What to do: For each line in the data below, write an exact copy.

── Task inputs ──

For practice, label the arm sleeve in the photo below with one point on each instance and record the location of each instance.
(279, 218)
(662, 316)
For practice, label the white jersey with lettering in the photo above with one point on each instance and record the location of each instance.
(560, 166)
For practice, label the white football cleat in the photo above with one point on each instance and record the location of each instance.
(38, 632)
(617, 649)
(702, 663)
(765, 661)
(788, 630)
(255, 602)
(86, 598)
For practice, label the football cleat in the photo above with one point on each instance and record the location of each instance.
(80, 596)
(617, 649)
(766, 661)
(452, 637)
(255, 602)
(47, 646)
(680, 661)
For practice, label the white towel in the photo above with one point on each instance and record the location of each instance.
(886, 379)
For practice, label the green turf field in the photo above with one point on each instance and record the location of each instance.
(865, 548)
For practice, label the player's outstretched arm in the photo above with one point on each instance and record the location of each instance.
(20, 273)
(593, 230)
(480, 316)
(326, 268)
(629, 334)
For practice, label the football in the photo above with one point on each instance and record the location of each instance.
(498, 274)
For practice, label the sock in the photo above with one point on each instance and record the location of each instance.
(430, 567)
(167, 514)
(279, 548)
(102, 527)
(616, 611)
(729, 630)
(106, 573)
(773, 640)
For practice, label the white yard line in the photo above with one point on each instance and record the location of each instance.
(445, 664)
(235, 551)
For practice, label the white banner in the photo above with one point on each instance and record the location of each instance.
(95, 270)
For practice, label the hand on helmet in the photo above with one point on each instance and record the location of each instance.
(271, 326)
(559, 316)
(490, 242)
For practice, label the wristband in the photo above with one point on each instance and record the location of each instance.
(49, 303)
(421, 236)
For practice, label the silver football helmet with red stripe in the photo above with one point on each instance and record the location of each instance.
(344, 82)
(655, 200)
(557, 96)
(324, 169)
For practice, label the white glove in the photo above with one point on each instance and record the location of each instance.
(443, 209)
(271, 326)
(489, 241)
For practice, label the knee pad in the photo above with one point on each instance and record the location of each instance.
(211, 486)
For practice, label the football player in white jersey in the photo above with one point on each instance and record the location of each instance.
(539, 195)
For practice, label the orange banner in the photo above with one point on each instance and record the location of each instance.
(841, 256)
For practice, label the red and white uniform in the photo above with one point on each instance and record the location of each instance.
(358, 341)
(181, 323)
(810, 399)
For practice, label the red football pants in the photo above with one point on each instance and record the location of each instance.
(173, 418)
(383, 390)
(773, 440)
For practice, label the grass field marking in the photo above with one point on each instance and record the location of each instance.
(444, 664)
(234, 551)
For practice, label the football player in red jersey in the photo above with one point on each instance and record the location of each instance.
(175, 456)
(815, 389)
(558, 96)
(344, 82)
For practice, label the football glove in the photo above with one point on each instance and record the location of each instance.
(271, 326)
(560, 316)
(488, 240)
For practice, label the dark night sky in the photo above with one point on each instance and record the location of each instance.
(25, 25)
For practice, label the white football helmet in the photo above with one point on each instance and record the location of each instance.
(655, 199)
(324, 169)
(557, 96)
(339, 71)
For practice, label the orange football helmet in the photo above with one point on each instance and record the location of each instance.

───

Answer section:
For practice, label the arm sleeve in the photo below with one point on each instance and record the location of each instance.
(279, 218)
(662, 316)
For practice, label the white jersey with lettering in the photo above with one point on each instance and record the location of each instance.
(560, 166)
For practice, label the white football cleat in the photo above with one point on each instance and record the location of each instance.
(38, 632)
(617, 649)
(702, 663)
(765, 661)
(788, 630)
(255, 602)
(86, 598)
For practice, label the football cleat in the photo above with one point on each instance and record the location of each instance.
(80, 596)
(617, 649)
(766, 661)
(452, 637)
(255, 602)
(47, 646)
(680, 661)
For practice, label the white towel in the photo above with one point on each instance and record the location of each instance.
(886, 379)
For practice, label the green turf field in the photo above with one point on each instance and record the location of each instance.
(865, 548)
For practice, label the player's outstretched arm in the photo above with one point on each instance and record the location of each instance.
(20, 273)
(593, 230)
(480, 316)
(326, 268)
(629, 334)
For practice, label the football in the photo above with one point on each instance and record the location of each instance.
(498, 274)
For practice, label the sock in the photo above with one point on each instance and record the location of each instance.
(430, 567)
(167, 514)
(279, 548)
(102, 527)
(616, 611)
(729, 630)
(106, 573)
(773, 640)
For practice, label the white yard line in the photo above with one point on each instance and record the location of each instance.
(445, 664)
(235, 551)
For practice, label the white banner in the photo above with one point on each instance and record the location of each instance.
(95, 270)
For practice, label the hand on helmet in the photo above with one point on each instance and record the location of each instance.
(271, 326)
(559, 316)
(490, 242)
For practice, label the wristband in the photo above with one point on each instance and record the location of each instance.
(49, 303)
(421, 236)
For practice, label the silver football helmet with red stripe in the photo above with one point on each instance and record the location of each instance.
(344, 82)
(655, 200)
(557, 96)
(324, 169)
For practice, label the white glove in the photo above with one point on each instance and record the location of each instance.
(443, 209)
(271, 326)
(489, 241)
For practice, label the knee pad in the photo above with one point on each instance and record the location of each instance.
(211, 486)
For practice, label the football player in white jersey in the photo above with one point on each instance and record the location of each instance.
(539, 195)
For practice, label the orange banner in the photo above with one point on each instance and record the location of each instance.
(841, 256)
For practice, label the red and white uniform in the photo above with one point on each instance and record the location of each instance.
(358, 341)
(181, 323)
(810, 399)
For practice, label the red football pants in the photo above with one point on each instance and record the location of each instance.
(173, 418)
(383, 390)
(773, 440)
For practice, label the grass field marking in the photo above with one point on each instance and record the location of each instance.
(444, 664)
(234, 551)
For practice, label the football player in red jersey in the photo above with one point on each instance and record the location of each instance.
(175, 456)
(815, 389)
(558, 96)
(344, 82)
For practice, label the football glove in the photo above with one point on each instance and record the location of each instance.
(271, 326)
(560, 316)
(488, 240)
For practice, label the dark night sky in the photo above with one point on each instance and record the location of each instance.
(25, 25)
For practice, label the white football helmet in the photo above with one point on each instance and record the location of each instance.
(655, 199)
(324, 169)
(557, 96)
(339, 71)
For practice, label the orange football helmet in the photo above with one point on each instance and record the location of each instance.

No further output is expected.